╔══

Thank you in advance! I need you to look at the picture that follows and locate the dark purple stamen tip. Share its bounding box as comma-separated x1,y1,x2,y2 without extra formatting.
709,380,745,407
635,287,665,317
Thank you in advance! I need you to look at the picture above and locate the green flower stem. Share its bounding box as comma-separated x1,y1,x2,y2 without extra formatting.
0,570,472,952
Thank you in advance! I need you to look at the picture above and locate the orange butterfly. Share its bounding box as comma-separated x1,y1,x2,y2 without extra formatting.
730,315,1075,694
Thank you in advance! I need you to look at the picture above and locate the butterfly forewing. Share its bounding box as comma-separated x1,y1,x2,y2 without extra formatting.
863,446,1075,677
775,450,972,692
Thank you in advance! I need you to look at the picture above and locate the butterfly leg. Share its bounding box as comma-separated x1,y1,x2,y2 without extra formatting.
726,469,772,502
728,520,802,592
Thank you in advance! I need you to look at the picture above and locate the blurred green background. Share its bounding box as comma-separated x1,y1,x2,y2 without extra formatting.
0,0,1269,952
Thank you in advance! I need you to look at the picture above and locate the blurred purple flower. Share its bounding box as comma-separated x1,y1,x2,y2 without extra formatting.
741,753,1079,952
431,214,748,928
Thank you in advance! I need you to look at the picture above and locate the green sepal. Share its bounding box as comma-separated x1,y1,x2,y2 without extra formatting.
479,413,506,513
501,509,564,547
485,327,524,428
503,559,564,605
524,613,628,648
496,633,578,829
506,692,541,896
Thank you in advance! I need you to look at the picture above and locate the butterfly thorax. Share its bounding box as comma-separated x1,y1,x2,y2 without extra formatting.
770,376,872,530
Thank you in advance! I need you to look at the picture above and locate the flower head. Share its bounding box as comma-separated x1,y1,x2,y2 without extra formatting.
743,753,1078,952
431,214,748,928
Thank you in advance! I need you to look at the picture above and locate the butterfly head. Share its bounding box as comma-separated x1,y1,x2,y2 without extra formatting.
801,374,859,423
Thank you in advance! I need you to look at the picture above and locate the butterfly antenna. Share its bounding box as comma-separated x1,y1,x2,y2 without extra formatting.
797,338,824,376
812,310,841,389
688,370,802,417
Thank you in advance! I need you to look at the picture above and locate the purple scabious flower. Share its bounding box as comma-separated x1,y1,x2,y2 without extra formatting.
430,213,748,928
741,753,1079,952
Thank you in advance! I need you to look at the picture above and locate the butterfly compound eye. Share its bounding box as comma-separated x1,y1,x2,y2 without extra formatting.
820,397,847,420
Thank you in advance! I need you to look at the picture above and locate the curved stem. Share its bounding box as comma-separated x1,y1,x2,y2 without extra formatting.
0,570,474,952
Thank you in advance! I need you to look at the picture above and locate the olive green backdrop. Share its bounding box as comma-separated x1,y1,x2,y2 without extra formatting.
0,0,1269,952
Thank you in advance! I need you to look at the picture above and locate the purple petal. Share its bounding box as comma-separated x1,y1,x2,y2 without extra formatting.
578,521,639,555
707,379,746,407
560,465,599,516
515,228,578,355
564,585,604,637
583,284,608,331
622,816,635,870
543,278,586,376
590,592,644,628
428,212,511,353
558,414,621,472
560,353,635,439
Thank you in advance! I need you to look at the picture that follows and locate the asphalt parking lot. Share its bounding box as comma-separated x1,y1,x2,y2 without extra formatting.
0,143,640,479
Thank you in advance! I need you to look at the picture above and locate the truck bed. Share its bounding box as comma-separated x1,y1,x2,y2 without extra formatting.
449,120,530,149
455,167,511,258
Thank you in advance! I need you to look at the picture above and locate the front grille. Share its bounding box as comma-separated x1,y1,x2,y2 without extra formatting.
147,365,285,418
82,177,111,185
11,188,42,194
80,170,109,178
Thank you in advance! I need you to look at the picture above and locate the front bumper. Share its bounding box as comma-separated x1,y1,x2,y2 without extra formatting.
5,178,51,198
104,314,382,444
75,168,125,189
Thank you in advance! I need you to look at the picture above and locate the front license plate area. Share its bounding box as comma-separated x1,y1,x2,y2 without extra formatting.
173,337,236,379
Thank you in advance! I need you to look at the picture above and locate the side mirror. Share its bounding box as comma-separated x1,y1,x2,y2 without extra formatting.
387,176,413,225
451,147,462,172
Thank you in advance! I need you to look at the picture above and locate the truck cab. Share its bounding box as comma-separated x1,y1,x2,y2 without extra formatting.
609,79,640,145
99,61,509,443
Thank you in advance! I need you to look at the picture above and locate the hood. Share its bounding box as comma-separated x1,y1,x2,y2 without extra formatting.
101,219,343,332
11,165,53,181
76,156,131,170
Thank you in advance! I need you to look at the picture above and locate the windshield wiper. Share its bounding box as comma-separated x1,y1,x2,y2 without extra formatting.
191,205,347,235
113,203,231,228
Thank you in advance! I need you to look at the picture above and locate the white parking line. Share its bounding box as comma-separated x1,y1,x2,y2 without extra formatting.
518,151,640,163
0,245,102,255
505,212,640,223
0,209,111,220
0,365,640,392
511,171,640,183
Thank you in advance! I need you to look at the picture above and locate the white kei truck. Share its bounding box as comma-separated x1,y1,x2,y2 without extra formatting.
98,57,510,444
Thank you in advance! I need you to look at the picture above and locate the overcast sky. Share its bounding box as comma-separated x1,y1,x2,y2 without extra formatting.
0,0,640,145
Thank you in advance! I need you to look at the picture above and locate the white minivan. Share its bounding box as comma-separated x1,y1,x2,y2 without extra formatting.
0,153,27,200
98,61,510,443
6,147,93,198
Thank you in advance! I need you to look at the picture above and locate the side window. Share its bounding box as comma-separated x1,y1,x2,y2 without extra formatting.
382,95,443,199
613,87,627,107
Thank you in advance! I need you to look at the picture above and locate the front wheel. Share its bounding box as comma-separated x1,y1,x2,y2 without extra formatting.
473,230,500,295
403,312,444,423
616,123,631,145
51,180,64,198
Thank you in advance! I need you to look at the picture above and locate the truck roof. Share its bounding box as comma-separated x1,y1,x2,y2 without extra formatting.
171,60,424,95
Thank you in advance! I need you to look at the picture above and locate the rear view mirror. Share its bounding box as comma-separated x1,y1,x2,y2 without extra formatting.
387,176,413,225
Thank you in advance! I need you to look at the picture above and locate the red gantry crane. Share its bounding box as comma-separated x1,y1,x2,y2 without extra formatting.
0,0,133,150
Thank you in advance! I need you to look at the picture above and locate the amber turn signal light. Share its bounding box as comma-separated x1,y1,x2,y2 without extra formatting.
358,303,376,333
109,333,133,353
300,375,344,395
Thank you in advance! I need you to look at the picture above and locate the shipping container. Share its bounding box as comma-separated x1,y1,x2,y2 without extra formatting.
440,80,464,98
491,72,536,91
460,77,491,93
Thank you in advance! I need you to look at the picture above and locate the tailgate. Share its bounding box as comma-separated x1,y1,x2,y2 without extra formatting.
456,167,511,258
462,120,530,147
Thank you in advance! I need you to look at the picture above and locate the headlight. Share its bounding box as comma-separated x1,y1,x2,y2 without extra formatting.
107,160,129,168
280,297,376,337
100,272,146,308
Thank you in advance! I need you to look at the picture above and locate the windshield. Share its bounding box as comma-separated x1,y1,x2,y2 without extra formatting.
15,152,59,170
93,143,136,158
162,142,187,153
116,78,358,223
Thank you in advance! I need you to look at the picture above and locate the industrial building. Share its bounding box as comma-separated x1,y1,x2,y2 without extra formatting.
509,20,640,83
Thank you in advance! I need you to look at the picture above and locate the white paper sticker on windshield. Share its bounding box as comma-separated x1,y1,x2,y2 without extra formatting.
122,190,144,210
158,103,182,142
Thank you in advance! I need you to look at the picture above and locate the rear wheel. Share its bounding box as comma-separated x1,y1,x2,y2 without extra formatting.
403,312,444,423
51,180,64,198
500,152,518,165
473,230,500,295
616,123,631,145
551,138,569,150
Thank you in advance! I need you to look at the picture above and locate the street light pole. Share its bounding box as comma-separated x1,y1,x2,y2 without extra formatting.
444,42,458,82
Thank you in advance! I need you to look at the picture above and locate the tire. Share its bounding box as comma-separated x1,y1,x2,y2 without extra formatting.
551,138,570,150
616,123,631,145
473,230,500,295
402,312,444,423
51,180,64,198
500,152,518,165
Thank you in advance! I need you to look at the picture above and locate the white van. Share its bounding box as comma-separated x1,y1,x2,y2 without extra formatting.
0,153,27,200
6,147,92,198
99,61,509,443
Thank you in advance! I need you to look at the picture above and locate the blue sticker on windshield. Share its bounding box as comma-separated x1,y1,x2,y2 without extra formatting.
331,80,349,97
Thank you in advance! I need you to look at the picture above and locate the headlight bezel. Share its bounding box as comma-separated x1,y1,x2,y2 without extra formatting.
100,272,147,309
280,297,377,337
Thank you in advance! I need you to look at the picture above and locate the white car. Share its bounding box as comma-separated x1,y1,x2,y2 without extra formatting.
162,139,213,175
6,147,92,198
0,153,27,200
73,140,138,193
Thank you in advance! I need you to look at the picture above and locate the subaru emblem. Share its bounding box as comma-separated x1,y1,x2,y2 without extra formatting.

╚══

WHAT YOU SHOULD DO: Could you pull out the rows above, from the very first one through the one holding "635,287,665,317", inclusive, and reproduce them unchanged?

TASK RESPONSE:
Thank you in advance! I need you to look at the picture that follows and locate the dark purple stamen tip. Share its bounding box as comma-separated x1,y1,x2,y2 without extra formatting.
709,380,745,407
635,287,665,317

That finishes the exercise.